_Entries from a point annotation set_
§
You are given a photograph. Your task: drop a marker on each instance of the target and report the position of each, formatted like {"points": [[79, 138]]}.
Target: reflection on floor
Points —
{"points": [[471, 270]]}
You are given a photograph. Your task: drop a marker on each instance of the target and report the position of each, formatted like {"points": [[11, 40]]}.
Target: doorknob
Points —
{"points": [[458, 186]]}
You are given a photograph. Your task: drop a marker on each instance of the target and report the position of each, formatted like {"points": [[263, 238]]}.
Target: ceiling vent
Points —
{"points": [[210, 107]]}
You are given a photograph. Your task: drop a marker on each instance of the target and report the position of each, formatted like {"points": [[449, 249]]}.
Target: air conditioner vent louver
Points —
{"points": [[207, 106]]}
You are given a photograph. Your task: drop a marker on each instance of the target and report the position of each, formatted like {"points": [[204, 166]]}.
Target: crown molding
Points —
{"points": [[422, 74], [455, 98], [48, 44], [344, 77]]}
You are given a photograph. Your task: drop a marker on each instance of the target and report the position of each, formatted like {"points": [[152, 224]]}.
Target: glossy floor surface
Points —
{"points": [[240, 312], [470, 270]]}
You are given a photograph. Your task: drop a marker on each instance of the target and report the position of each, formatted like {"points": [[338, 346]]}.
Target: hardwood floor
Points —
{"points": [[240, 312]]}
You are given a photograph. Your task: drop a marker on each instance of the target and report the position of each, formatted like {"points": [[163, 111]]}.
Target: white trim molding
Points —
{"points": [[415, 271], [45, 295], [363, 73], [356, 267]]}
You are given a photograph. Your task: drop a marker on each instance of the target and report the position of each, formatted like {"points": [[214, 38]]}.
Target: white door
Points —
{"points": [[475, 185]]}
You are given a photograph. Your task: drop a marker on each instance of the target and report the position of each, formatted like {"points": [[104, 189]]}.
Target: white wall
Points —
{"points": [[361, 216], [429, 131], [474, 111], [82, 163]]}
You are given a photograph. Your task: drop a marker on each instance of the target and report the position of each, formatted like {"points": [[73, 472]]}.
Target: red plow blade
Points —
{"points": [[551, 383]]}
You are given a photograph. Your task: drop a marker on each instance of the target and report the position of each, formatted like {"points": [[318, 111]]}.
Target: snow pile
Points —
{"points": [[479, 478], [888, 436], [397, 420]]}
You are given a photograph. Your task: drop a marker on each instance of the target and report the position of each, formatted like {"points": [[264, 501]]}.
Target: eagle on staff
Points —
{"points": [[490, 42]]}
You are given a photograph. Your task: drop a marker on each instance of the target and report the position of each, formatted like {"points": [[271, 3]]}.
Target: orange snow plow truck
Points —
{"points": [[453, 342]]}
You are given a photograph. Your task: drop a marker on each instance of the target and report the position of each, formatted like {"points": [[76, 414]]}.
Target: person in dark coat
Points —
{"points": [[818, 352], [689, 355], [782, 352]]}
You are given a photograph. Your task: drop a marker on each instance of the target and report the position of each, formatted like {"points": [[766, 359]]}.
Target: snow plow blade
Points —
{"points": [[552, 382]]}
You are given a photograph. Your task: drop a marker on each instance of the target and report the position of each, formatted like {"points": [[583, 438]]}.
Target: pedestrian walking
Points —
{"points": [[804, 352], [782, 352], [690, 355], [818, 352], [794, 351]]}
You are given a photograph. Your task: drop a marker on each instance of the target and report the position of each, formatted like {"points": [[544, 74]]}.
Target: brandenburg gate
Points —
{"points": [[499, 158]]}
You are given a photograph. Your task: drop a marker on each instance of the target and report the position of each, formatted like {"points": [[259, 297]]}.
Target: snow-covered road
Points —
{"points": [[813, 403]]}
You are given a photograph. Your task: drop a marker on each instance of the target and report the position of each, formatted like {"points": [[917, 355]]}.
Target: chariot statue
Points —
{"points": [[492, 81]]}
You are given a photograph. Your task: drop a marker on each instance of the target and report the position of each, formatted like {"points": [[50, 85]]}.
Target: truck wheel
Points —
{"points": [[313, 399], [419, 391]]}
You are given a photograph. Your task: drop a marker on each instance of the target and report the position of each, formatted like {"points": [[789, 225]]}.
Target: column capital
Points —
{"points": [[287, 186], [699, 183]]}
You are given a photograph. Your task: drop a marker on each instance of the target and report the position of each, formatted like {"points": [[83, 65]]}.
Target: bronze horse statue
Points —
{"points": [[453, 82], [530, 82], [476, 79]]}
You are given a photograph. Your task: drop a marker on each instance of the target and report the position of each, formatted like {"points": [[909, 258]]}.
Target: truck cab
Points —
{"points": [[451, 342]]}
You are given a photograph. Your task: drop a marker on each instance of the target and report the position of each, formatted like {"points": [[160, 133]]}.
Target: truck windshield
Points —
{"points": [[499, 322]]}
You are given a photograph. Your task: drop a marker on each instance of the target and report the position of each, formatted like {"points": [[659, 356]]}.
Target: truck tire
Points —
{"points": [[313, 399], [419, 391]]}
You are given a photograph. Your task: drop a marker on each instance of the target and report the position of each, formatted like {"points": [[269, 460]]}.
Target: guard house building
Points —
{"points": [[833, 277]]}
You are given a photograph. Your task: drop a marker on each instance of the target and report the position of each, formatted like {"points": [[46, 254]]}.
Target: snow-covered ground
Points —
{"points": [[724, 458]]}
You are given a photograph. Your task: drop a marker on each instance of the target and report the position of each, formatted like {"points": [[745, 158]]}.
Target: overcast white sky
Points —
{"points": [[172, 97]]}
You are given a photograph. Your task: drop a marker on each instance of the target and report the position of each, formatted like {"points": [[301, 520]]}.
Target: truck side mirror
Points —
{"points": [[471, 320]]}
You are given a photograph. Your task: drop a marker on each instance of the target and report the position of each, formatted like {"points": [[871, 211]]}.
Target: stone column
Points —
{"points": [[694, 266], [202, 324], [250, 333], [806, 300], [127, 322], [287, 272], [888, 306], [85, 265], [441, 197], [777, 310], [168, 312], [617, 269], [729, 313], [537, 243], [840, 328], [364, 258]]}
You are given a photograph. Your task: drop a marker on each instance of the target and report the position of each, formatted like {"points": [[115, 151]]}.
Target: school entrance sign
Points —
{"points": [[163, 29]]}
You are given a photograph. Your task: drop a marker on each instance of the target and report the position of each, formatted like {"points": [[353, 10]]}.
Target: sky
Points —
§
Repeat every entry word for word.

You are given a photograph. Your task: drop a marker on each instance of the target and report the position of each, formatted like {"points": [[79, 138]]}.
Target: reflection on floor
Points —
{"points": [[471, 270]]}
You are given a photograph. Your task: drop a marker on each instance of the target and report the position of each, formatted like {"points": [[11, 40]]}.
Target: doorknob
Points —
{"points": [[458, 186]]}
You are given a photograph. Your task: drop a marker on each instance of the target and report the position of each, formatted like {"points": [[263, 238]]}.
Target: ceiling vent
Points —
{"points": [[210, 107]]}
You are given a photograph. Your task: drop a marker on each instance of the target and report the position of each, formatted like {"points": [[449, 249]]}.
Target: air conditioner vent louver
Points —
{"points": [[207, 106]]}
You are given a photograph. Your task: drop a marker on each instance of the target and report the position of each, formatted like {"points": [[204, 166]]}.
Target: crown molding
Points —
{"points": [[422, 74], [455, 98], [48, 44], [344, 77]]}
You are given a photograph. Your task: drop a marker on each instance of the target and report the position of each, formatted like {"points": [[152, 224]]}.
Target: glossy floor surface
Points —
{"points": [[240, 312], [470, 270]]}
You are given a photograph. Your task: drop a marker on each instance of the target and report the position of each, formatted like {"points": [[338, 346]]}.
Target: hardwood floor
Points —
{"points": [[240, 312]]}
You are given a photograph. Your task: drop a marker on each instance of the target and report the position of each, formatted like {"points": [[163, 111]]}.
Target: white trim molding
Points —
{"points": [[415, 271], [45, 295], [363, 73], [356, 267]]}
You are given a photograph. Your task: drop a marker on each instance of the target and report the position of each, formatted like {"points": [[214, 38]]}.
Target: white door
Points —
{"points": [[475, 185]]}
You are given a photograph. Your task: drop a marker on each instance of the target and report the position of each, formatted like {"points": [[104, 189]]}.
Target: white wall
Points —
{"points": [[361, 216], [429, 131], [474, 111], [82, 163]]}
You are given a photograph. Your task: drop a marker on each instance of the target and report the position of each, formatted like {"points": [[73, 472]]}.
Target: red plow blade
Points —
{"points": [[551, 383]]}
You are given a photograph. Your task: drop a marker on each instance of the target and report the position of each, formatted like {"points": [[318, 111]]}.
Target: snow pile
Points —
{"points": [[479, 478], [888, 436], [397, 420]]}
You are given a photograph. Your task: drop a marker on each instance of the target and report the position of each, formatted like {"points": [[264, 501]]}.
Target: eagle on staff
Points —
{"points": [[490, 42]]}
You are given a photograph. Your task: drop a marker on each instance of the target and report the position of each, formatted like {"points": [[271, 3]]}.
Target: orange snow plow truck
Points —
{"points": [[453, 342]]}
You are given a photograph. Your task: drop a marker on each instance of the target and report the position of each, formatted like {"points": [[76, 414]]}.
Target: person in dark coat
Points —
{"points": [[818, 352], [689, 355], [782, 352]]}
You are given a photograph. Your task: drop a marker on each instance of the target and report the position of each, formatted like {"points": [[766, 359]]}.
Target: snow plow blade
Points —
{"points": [[552, 382]]}
You are given a photograph. Your task: drop a marker on each instance of the target and report the position of each, formatted like {"points": [[583, 438]]}.
Target: pedestrian walking
Points —
{"points": [[804, 352], [782, 352], [690, 355], [818, 352], [794, 351]]}
You are given a photograph. Your task: drop a marker on each instance of the target and report the position of each, formatted like {"points": [[544, 74]]}.
Target: brandenburg gate
Points —
{"points": [[499, 158]]}
You are given a photograph. Your task: drop a marker on each instance of the target and report the position of each, formatted like {"points": [[259, 297]]}.
Target: snow-covered road
Points —
{"points": [[813, 403]]}
You are given a photograph. Your task: drop a marker on each instance of the target and report the position of each, formatted like {"points": [[917, 355]]}.
Target: chariot statue
Points —
{"points": [[492, 81]]}
You are given a photograph. Your task: drop a marker on each instance of the target and report the position of each, formatted like {"points": [[50, 85]]}.
Target: truck wheel
Points —
{"points": [[313, 399], [419, 391]]}
You are given a photograph. Your task: drop a marker on each instance of the target and report the position of each, formatted like {"points": [[789, 225]]}.
Target: column capital
Points —
{"points": [[287, 186], [699, 183]]}
You are given a photograph. Your task: drop a marker on each instance of the target and report the position of each, formatted like {"points": [[83, 65]]}.
Target: bronze horse statue
Points —
{"points": [[453, 82], [530, 82], [476, 79]]}
You are given a photograph. Your task: drop a marker on each instance of the target and report the position of each, formatted like {"points": [[909, 258]]}.
Target: truck cab
Points —
{"points": [[451, 342]]}
You are given a photograph. Your task: drop a marker on each instance of the target and report the position of each, formatted like {"points": [[160, 133]]}.
Target: truck windshield
Points —
{"points": [[499, 322]]}
You are given a photograph. Your task: drop a marker on each instance of the target and report the position of each, formatted like {"points": [[659, 356]]}.
Target: truck tire
Points —
{"points": [[313, 399], [419, 391]]}
You are given a photograph. Your task: drop a marker on each instance of the target and report the position of each, formatted like {"points": [[269, 460]]}.
Target: guard house building
Points —
{"points": [[833, 277]]}
You are given a photograph. Your task: drop a marker on each instance of the target and report the position of each, formatted like {"points": [[46, 254]]}.
Target: snow-covered ground
Points —
{"points": [[724, 458]]}
You are given a photograph. Your task: drop a marker on each instance of the target and report the position of each, formatted like {"points": [[745, 158]]}.
Target: overcast white sky
Points —
{"points": [[172, 97]]}
You are given a photograph. Your task: drop a marker on each instance of the target and report the position of each, formatted like {"points": [[301, 520]]}.
Target: truck side mirror
Points —
{"points": [[471, 320]]}
You are given a photograph. Your task: drop a marker on each instance of the target and report the position of each, formatted like {"points": [[871, 211]]}.
Target: stone column
Points —
{"points": [[694, 266], [202, 324], [250, 333], [806, 300], [127, 322], [287, 272], [888, 306], [85, 265], [441, 197], [777, 310], [168, 312], [617, 269], [729, 313], [537, 243], [840, 328], [364, 258]]}
You are given a photograph. Your task: drop a marker on each instance of the target and report the position of each, formatted like {"points": [[115, 151]]}.
Target: school entrance sign
Points —
{"points": [[163, 29]]}
You are given a photograph. Your task: drop a marker on each instance of the target and report the position of each, formatted like {"points": [[353, 10]]}.
Target: sky
Points —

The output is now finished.